## Work instructions
Write out each record again exactly as it stands.

# # # # # # #

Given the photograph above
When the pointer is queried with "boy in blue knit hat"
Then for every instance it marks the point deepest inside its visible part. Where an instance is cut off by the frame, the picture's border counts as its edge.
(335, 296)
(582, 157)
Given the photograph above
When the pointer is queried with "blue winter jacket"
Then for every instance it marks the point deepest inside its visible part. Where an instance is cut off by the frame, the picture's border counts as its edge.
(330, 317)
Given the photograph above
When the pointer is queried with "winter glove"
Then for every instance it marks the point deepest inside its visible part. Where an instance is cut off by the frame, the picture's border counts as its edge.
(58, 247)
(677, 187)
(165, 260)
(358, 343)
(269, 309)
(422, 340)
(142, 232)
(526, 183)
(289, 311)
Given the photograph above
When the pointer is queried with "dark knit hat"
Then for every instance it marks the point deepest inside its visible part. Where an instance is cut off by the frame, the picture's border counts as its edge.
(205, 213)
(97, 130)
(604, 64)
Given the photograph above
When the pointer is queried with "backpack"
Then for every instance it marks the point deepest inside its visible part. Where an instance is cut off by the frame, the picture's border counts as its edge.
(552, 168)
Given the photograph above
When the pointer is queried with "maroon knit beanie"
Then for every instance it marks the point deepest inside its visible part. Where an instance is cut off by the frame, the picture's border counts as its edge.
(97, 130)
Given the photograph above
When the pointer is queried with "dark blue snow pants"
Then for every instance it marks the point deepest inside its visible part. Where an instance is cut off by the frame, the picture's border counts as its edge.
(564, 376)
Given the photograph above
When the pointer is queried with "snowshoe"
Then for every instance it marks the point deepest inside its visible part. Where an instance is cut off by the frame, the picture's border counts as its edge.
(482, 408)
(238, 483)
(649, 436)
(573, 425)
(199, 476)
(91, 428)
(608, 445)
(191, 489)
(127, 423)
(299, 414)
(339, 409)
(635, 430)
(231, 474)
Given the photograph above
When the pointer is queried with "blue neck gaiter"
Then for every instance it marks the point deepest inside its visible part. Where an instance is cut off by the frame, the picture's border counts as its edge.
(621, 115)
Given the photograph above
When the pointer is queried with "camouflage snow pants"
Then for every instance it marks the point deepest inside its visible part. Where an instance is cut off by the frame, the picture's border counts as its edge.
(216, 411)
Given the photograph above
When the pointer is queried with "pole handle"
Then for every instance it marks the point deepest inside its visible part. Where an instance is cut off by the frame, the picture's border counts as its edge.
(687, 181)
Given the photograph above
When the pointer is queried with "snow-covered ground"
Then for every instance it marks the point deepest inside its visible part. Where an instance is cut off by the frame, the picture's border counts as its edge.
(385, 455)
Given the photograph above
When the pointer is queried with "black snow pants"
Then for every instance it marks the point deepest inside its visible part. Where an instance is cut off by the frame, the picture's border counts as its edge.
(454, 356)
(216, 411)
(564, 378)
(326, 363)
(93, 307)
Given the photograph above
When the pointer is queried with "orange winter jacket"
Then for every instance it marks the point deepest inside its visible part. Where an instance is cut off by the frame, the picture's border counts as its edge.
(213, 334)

# # # # # # #

## Solution to the exercise
Given the photograph above
When the pointer is queried with "boy in blue knit hat"
Then for every instance it marks the point deepest inside its visible part. Where an instance is cut off by the frame, the picture's border counts as its edge.
(335, 296)
(582, 157)
Given the photograph above
When the pointer is queried with "blue winter jacket"
Then for every instance it marks the point deepest inside its visible part. Where an instance is cut off by the frame, the picture's border counts as its edge.
(330, 317)
Given the photograph above
When the pointer is queried with "winter glove"
Then for every instance it marks the point deepest inside its visible part. Where an instance is cut off by the frame, the picture's border counts as its edge.
(58, 247)
(677, 187)
(165, 260)
(358, 343)
(269, 309)
(422, 340)
(142, 232)
(526, 183)
(289, 311)
Given the photograph above
When the pointer is queried with "dark knit hat"
Then for every instance it marks the point deepest inside its visible part. Where an instance is cut off by the frame, the picture's border counts as its edge.
(205, 213)
(97, 130)
(604, 64)
Given the photograph above
When the pointer is queried with "backpack"
Then for every instance it marks the point deepest inside its visible part. Where an instance is cut off by the frame, the picture's border counts as its edge.
(552, 168)
Given the photograph above
When the pointer is queried with "maroon knit beanie"
Then for every instance it marks the point deepest inside its visible part. Where an instance is cut off by the frame, the picture's border counts as its edge.
(97, 130)
Given the photograph above
When the pointer is queried with "dark blue snow pants"
Then for every instance it marks the point deepest inside its visible part. Where an instance is cut off by the frame, the picture's border counts as its edge.
(564, 376)
Given the photograph above
When the pointer is queried with "snowshoe"
Then for every instance it marks the point deepest inside its visible part. Where an instance is cut off by the frame, the picture's border counts as its edge.
(482, 408)
(238, 483)
(649, 436)
(573, 425)
(199, 476)
(91, 428)
(608, 445)
(191, 489)
(127, 423)
(299, 414)
(339, 409)
(635, 430)
(231, 474)
Given the photograph above
When the pointer is queried with "blue neck gaiter"
Then for every instance it marks the point deepest inside its visible part. Where an instance is cut off by the frame, the picture's border counts as its edge.
(621, 115)
Given the photograph above
When the pointer is queried with "camouflage snow pants"
Then for every instance it marks the point deepest inside its visible part. Where an instance is cut off by the frame, the picture's border counts as its edge.
(216, 411)
Given the photograph above
When the pointer is queried with "pole handle"
Then for every instance it marks the point deepest inside its visible part. Where an instance is cut off by the frame, the picture's border counts as its edge.
(687, 181)
Given the photograph above
When the pointer is queried with "snow-covered ground"
Then for every instance it marks the point deepest inside its visible part. Where an instance is cut off by the frame, the picture's border counts as its edge.
(385, 455)
Given the photograph above
When the pointer is queried with "black snow pants"
Then for every instance it marks the point deepest inside its visible part. Where an instance is cut off by the frame, the picture's border counts as its edge.
(454, 356)
(216, 411)
(564, 378)
(326, 363)
(93, 307)
Given the photograph above
When the pointer is queried with "orange winter jacket"
Then for every instance it marks the point deepest inside its visible part. Where an instance is cut off by the frame, the picture's border counts as its edge.
(213, 334)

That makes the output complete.